◆ The problem
Locate the word "throw" in the entries below, then gather every line that holds it.

◆ Image point grounding data
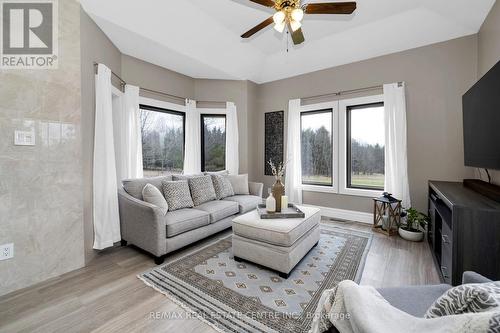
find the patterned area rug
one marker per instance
(243, 297)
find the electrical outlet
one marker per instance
(6, 251)
(24, 138)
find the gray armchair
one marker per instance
(415, 300)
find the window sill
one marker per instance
(361, 192)
(344, 191)
(319, 188)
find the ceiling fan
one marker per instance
(289, 13)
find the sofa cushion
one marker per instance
(280, 232)
(414, 300)
(219, 209)
(154, 196)
(134, 186)
(186, 177)
(245, 202)
(202, 189)
(185, 219)
(222, 186)
(239, 183)
(177, 195)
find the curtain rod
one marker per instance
(123, 83)
(347, 92)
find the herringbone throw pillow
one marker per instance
(202, 189)
(177, 194)
(222, 185)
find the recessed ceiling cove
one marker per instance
(201, 38)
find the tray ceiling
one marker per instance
(200, 38)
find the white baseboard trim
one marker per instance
(347, 215)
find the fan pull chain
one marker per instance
(287, 40)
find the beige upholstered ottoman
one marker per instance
(275, 243)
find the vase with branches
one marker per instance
(278, 189)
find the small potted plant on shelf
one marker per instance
(412, 230)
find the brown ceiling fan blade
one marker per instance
(330, 8)
(267, 3)
(257, 28)
(297, 36)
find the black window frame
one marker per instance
(331, 134)
(349, 145)
(173, 112)
(202, 127)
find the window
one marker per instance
(317, 147)
(365, 146)
(162, 133)
(213, 142)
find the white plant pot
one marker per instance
(413, 236)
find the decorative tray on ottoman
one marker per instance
(289, 212)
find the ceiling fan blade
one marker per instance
(330, 8)
(297, 36)
(267, 3)
(258, 27)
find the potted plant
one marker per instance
(412, 230)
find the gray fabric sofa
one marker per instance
(149, 228)
(415, 300)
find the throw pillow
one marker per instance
(467, 298)
(177, 195)
(186, 177)
(152, 194)
(222, 186)
(211, 173)
(239, 183)
(202, 189)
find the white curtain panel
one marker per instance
(232, 155)
(131, 134)
(293, 179)
(105, 197)
(396, 160)
(192, 149)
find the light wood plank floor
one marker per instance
(106, 296)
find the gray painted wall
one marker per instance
(146, 75)
(41, 208)
(95, 47)
(436, 77)
(489, 53)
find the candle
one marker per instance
(284, 201)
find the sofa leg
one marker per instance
(159, 260)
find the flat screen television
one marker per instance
(481, 115)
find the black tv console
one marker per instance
(464, 232)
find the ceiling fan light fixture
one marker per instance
(279, 27)
(297, 14)
(295, 25)
(279, 18)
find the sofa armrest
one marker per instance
(255, 188)
(473, 277)
(142, 224)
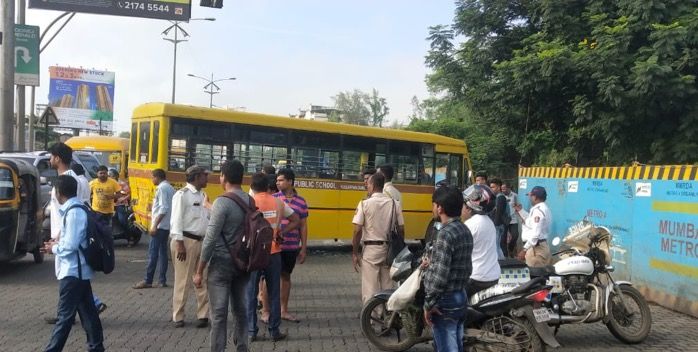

◆ Result for this exercise
find the herringbone throw pillow
find the throw pillow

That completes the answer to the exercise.